Start MATERIAL FOR THIS TASK
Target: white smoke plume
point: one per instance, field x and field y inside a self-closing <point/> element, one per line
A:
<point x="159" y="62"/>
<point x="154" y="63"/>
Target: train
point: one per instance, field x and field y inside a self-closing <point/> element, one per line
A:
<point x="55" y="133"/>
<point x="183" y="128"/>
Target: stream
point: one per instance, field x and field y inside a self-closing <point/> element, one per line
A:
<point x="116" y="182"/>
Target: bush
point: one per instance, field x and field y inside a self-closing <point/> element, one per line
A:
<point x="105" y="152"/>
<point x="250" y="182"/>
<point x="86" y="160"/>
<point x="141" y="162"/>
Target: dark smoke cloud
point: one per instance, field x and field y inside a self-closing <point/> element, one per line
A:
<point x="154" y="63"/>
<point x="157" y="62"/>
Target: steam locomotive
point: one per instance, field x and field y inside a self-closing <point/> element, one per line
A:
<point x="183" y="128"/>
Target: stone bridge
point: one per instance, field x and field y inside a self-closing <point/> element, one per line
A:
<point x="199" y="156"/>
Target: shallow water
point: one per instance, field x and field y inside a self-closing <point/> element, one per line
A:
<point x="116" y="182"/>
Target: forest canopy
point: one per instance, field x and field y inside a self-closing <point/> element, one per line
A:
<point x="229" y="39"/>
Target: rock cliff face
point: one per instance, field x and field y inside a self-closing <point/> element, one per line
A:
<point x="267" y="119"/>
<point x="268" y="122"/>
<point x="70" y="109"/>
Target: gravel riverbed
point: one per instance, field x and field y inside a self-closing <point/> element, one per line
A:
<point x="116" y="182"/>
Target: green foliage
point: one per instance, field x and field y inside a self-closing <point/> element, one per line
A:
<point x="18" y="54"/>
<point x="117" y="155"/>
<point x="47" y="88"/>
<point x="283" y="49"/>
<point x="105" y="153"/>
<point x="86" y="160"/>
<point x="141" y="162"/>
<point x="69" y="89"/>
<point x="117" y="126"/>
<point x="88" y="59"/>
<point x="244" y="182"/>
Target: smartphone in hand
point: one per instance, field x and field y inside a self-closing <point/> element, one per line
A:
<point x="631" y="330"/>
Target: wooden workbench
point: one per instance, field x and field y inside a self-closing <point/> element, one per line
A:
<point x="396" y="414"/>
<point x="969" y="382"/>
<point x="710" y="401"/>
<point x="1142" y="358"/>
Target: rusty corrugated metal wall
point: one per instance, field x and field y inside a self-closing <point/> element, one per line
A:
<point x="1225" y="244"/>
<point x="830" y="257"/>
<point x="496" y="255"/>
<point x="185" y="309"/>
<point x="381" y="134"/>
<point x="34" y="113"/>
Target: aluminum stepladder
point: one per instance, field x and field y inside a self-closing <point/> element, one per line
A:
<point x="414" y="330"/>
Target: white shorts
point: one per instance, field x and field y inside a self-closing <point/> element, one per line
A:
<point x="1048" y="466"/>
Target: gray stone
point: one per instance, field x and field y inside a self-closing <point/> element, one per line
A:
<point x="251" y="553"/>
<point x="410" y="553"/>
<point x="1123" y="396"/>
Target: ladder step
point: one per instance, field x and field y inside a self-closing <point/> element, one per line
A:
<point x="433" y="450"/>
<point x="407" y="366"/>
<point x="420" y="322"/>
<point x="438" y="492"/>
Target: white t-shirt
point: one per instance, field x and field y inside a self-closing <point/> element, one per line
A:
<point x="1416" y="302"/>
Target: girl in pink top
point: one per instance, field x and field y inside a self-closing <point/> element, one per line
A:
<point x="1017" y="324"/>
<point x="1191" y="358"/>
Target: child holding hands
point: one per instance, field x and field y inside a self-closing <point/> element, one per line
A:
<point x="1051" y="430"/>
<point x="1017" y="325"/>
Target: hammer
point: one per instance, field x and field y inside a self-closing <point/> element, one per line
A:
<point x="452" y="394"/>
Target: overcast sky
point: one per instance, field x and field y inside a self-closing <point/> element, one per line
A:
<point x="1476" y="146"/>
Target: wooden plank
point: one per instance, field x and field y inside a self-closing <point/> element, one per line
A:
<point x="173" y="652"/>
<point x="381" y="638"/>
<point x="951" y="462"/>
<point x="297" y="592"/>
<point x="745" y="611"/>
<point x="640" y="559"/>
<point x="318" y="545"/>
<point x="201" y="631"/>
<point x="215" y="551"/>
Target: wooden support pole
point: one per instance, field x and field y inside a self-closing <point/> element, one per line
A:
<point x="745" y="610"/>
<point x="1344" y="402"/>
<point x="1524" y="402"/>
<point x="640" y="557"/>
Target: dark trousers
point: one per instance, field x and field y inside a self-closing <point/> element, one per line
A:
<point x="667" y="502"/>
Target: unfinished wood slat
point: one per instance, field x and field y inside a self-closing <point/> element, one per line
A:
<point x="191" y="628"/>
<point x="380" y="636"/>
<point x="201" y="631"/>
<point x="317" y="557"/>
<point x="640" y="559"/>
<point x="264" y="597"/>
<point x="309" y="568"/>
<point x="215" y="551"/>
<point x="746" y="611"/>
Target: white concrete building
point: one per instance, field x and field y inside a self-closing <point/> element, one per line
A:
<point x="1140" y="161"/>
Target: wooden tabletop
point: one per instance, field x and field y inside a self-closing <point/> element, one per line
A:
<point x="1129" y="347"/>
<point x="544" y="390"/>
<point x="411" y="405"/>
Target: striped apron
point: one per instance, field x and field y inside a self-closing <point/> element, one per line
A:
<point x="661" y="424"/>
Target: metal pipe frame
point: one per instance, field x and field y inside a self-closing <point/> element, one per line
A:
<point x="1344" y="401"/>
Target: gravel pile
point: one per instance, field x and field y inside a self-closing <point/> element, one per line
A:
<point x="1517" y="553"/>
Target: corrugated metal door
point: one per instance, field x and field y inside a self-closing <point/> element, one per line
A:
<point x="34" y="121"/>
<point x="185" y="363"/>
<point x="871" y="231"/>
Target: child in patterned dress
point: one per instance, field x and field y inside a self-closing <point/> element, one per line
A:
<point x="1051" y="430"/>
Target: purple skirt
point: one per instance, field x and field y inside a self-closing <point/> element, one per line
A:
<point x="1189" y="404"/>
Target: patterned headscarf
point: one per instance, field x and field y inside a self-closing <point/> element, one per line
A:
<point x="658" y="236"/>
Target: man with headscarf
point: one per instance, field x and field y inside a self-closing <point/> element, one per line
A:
End MATERIAL FOR THIS TASK
[GOAL]:
Rewrite every one of the entries above as a numbered list, omitting any blank lines.

[THE RESULT]:
1. Target: white smoke plume
2. point: one per instance, field x and field y inside a self-closing <point/> element, one per line
3. A:
4. <point x="159" y="62"/>
5. <point x="154" y="63"/>
6. Target: train
7. point: one per instance, field x and field y inside a self-closing <point/> element, one per line
8. A:
9. <point x="55" y="133"/>
10. <point x="183" y="128"/>
11. Target: stream
12. point: one per instance, field x and field y inside a self-closing <point/> element, one per line
13. A:
14. <point x="116" y="182"/>
15. Target: bush
16. point: one per instance, field x and field y inside a self-closing <point/> element, one per line
17. A:
18. <point x="105" y="152"/>
19. <point x="250" y="182"/>
20. <point x="86" y="160"/>
21. <point x="141" y="162"/>
22. Target: dark smoke cloud
23. point: one per instance, field x and field y inside a self-closing <point/> element, one per line
24. A:
25. <point x="154" y="63"/>
26. <point x="157" y="62"/>
27. Target: steam locomotive
28. point: one per instance, field x and field y inside a self-closing <point/> element, one per line
29. A:
30. <point x="183" y="128"/>
31. Target: stone bridge
32. point: one per instance, field x and field y inside a self-closing <point/> element, one per line
33. A:
34. <point x="199" y="156"/>
35. Target: shallow water
36. point: one per instance, field x and field y inside a self-closing <point/> element, one per line
37. A:
38. <point x="116" y="182"/>
39. Target: forest canopy
40. point: one per instance, field x and field y inside a self-closing <point/> element, one per line
41. A:
42. <point x="229" y="39"/>
43. Target: rock cliff face
44. point: one per instance, field x and field y inside a self-closing <point/> element, one per line
45. A:
46. <point x="267" y="119"/>
47. <point x="268" y="122"/>
48. <point x="70" y="109"/>
49. Target: gravel riverbed
50. point: one per instance, field x and field y inside a self-closing <point/> element, one per line
51. A:
52. <point x="116" y="182"/>
53. Target: green foliage
54. point: one per instance, field x and field y inside a self-closing <point/> element, one per line
55. A:
56. <point x="18" y="54"/>
57. <point x="117" y="155"/>
58. <point x="47" y="88"/>
59. <point x="283" y="49"/>
60. <point x="105" y="153"/>
61. <point x="86" y="160"/>
62. <point x="141" y="162"/>
63. <point x="69" y="89"/>
64. <point x="117" y="126"/>
65. <point x="88" y="59"/>
66. <point x="244" y="182"/>
67. Target: smartphone in hand
68. point: one per instance, field x and field y inside a self-closing <point/> element, one per line
69. A:
70. <point x="631" y="330"/>
71. Target: wooden workbench
72. point: one per instance, field x and field y inside a self-closing <point/> element, one per line
73. A:
74. <point x="396" y="414"/>
75. <point x="969" y="382"/>
76. <point x="710" y="401"/>
77. <point x="1142" y="358"/>
78. Target: rusty corrugated metal wall
79. point: one per instance, field x and field y inside a self-closing <point/> element, one per line
80. A:
81. <point x="1225" y="244"/>
82. <point x="830" y="257"/>
83. <point x="496" y="255"/>
84. <point x="185" y="309"/>
85. <point x="381" y="134"/>
86. <point x="34" y="113"/>
87. Target: aluminum stepladder
88. point: one per instance, field x and field y inside a self-closing <point/> element, one per line
89. A:
90. <point x="414" y="330"/>
91. Target: white shorts
92. point: one per instance, field x and field y inside a self-closing <point/> element, one per line
93. A:
94. <point x="1048" y="466"/>
95. Target: gray stone
96. point: one per instance, field x and field y inside a self-closing <point/> element, one per line
97. A:
98. <point x="251" y="553"/>
99. <point x="410" y="553"/>
100. <point x="1123" y="396"/>
101. Target: ladder step
102. point: one per instance, field x and field y inside a self-closing <point/> element, one per line
103. A:
104. <point x="433" y="450"/>
105. <point x="407" y="366"/>
106. <point x="420" y="322"/>
107. <point x="438" y="492"/>
108. Target: white t-shirt
109. point: one per instance, field x and field y inside a self-closing <point/> element, one per line
110. A:
111. <point x="1416" y="302"/>
112. Target: girl in pink top
113. point: one per instance, field x and field y inside a self-closing <point/> element, one per line
114. A:
115. <point x="1017" y="324"/>
116. <point x="1191" y="358"/>
117. Target: child holding hands
118. point: one per instance, field x and field y inside a self-closing <point/> element, one per line
119. A:
120. <point x="1051" y="430"/>
121. <point x="1017" y="325"/>
122. Target: hammer
123. point: one per instance, field x and field y inside a self-closing <point/> element, one per line
124. A:
125. <point x="452" y="394"/>
126. Target: overcast sky
127. point: one per instance, field x and field y inside a self-closing <point/> element, one per line
128. A:
129. <point x="1476" y="146"/>
130. Target: wooden plank
131. point: one per instance, field x and field y inside a self-closing <point/> element, one per line
132. A:
133. <point x="173" y="652"/>
134. <point x="381" y="638"/>
135. <point x="951" y="462"/>
136. <point x="297" y="592"/>
137. <point x="745" y="611"/>
138. <point x="640" y="559"/>
139. <point x="318" y="545"/>
140. <point x="201" y="631"/>
141. <point x="215" y="551"/>
142. Target: wooden support pole
143. point: one per instance, field x and field y inside a self-closing <point/> element, one per line
144. A:
145. <point x="745" y="610"/>
146. <point x="1344" y="402"/>
147. <point x="1524" y="402"/>
148. <point x="640" y="557"/>
149. Target: dark trousers
150. point: one per instance, field x and field y inside a self-closing <point/> element, one per line
151. A:
152. <point x="667" y="502"/>
153. Target: unfinished wood slat
154. point: one per instance, field x and field y inside a self-closing <point/> element, one per line
155. A:
156. <point x="191" y="628"/>
157. <point x="380" y="636"/>
158. <point x="201" y="631"/>
159. <point x="317" y="557"/>
160. <point x="640" y="559"/>
161. <point x="264" y="597"/>
162. <point x="309" y="568"/>
163. <point x="215" y="551"/>
164. <point x="746" y="611"/>
165. Target: white concrete building
166. point: one per instance, field x and field y inside a self-closing <point/> element, one per line
167. A:
168. <point x="1140" y="161"/>
169. Target: wooden tabletop
170. point: one per instance, field x and field y inside a self-closing <point/> element, one per line
171. A:
172. <point x="1129" y="347"/>
173. <point x="544" y="390"/>
174. <point x="411" y="405"/>
175. Target: striped apron
176. point: one per instance, field x and field y inside a self-closing <point/> element, one per line
177. A:
178. <point x="661" y="424"/>
179. Target: metal pipe frame
180. point: one per instance, field x and field y inside a self-closing <point/> element, one per line
181. A:
182. <point x="1344" y="401"/>
183. Target: gravel pile
184. point: one per instance, field x and field y inside a self-closing <point/> element, one per line
185. A:
186. <point x="1517" y="553"/>
187. Target: corrugated metal door
188. point: one per instance, field x and field y inside a self-closing <point/> element, one per line
189. A:
190. <point x="34" y="121"/>
191. <point x="185" y="363"/>
192. <point x="871" y="231"/>
193. Target: child in patterned dress
194. point: one per instance, field x and field y inside a self-closing <point/> element, one per line
195. A:
196. <point x="1051" y="430"/>
197. Target: purple skirt
198. point: one per instance, field x and field y inside a self-closing <point/> element, one per line
199. A:
200. <point x="1189" y="404"/>
201. Target: patterned headscarf
202. point: one per instance, field x and field y inside a self-closing <point/> element, one per line
203. A:
204. <point x="658" y="236"/>
205. Target: man with headscarf
206. point: one per instance, field x and field y inside a self-closing <point/> element, one per line
207. A:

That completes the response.